Given task - Reproduce the records exactly.

(Location identification entries)
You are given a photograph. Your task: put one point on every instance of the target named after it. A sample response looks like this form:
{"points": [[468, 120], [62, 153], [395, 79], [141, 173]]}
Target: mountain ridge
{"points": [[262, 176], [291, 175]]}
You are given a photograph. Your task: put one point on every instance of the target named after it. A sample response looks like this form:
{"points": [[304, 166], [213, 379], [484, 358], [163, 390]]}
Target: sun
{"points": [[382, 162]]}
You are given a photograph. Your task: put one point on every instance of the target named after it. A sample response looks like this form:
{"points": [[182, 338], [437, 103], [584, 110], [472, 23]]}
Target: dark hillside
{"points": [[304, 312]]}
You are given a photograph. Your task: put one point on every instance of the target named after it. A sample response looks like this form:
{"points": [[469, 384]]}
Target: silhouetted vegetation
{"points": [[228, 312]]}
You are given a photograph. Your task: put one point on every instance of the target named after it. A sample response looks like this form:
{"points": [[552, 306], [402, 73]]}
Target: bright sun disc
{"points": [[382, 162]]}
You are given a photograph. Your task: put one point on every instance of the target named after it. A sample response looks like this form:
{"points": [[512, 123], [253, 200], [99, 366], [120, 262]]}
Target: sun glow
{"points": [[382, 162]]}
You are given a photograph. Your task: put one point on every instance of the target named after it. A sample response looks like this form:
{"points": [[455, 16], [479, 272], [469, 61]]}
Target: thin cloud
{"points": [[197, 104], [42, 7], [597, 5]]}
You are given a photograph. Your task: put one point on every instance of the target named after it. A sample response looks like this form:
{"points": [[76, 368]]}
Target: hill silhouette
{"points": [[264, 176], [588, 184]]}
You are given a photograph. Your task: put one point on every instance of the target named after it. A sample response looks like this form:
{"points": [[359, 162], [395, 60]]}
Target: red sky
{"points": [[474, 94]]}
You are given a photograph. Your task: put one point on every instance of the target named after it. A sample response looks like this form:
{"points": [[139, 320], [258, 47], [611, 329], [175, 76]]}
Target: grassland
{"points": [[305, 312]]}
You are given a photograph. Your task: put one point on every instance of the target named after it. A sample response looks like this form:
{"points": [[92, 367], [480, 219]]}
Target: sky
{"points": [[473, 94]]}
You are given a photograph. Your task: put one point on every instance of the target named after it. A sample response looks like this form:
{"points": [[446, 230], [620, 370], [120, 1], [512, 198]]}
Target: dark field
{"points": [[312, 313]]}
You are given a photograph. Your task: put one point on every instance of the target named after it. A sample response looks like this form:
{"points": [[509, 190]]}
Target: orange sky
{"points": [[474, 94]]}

Solution -
You are given a photograph. Your task: put one point on every instance of the target named after it. A sample response looks like this form:
{"points": [[468, 120], [62, 153], [395, 79], [141, 173]]}
Target: mountain ridge
{"points": [[262, 176], [291, 175]]}
You are given a photograph. Your task: put one point on every instance of the target named after it. A sample response looks like this form:
{"points": [[304, 166], [213, 379], [484, 358], [163, 390]]}
Target: sun
{"points": [[382, 162]]}
You are given a photograph. Your task: put one point on every instance of the target named after it. A sample response looks like this form:
{"points": [[182, 338], [437, 103], [584, 110], [472, 23]]}
Target: dark hillside
{"points": [[304, 312]]}
You are given a photograph. Your task: put one point on every instance of the target named after it. A sample response looks like this form:
{"points": [[469, 384]]}
Target: silhouetted vegetation
{"points": [[228, 312]]}
You are given a photograph. Your task: put one point on every instance of the target named after it. A sample response looks like this form:
{"points": [[552, 306], [402, 73]]}
Target: bright sun disc
{"points": [[382, 162]]}
You are given a photograph. Your task: put one point on every instance of the target named after it. A sample response looks like this form:
{"points": [[512, 123], [253, 200], [99, 366], [120, 262]]}
Target: sun glow
{"points": [[382, 162]]}
You are given a photograph. Your task: put one point on every instance of the target named after it. A sample response looks like this form:
{"points": [[455, 16], [479, 272], [469, 61]]}
Target: thin cloud
{"points": [[197, 104], [42, 7], [597, 5]]}
You are given a photograph. Your task: put one point on every instance of the target named after it. A sample response looks like this form:
{"points": [[76, 368]]}
Target: hill silhouette
{"points": [[264, 176], [588, 184]]}
You are given a photograph. Your task: put one point on every instance of the target named after it. A sample response looks like this form:
{"points": [[359, 162], [395, 60]]}
Target: red sky
{"points": [[474, 94]]}
You are given a photograph. Your task: put one point on every instance of the target named after it. A sample response looks like this form:
{"points": [[139, 320], [258, 47], [611, 329], [175, 76]]}
Target: grassland
{"points": [[305, 312]]}
You are given a photograph. Your task: put one point on every instance of the target named after it. A sample response looks like this form:
{"points": [[92, 367], [480, 219]]}
Target: sky
{"points": [[473, 94]]}
You are given a photograph. Your task: put one point on every instance of the target named after it. A sample response looks like this form:
{"points": [[446, 230], [620, 370], [120, 1], [512, 198]]}
Target: dark field
{"points": [[312, 313]]}
You are given a photograph. Your task: put one point on every instance of the target named after it. A sample response looks like this form:
{"points": [[509, 190]]}
Target: orange sky
{"points": [[474, 94]]}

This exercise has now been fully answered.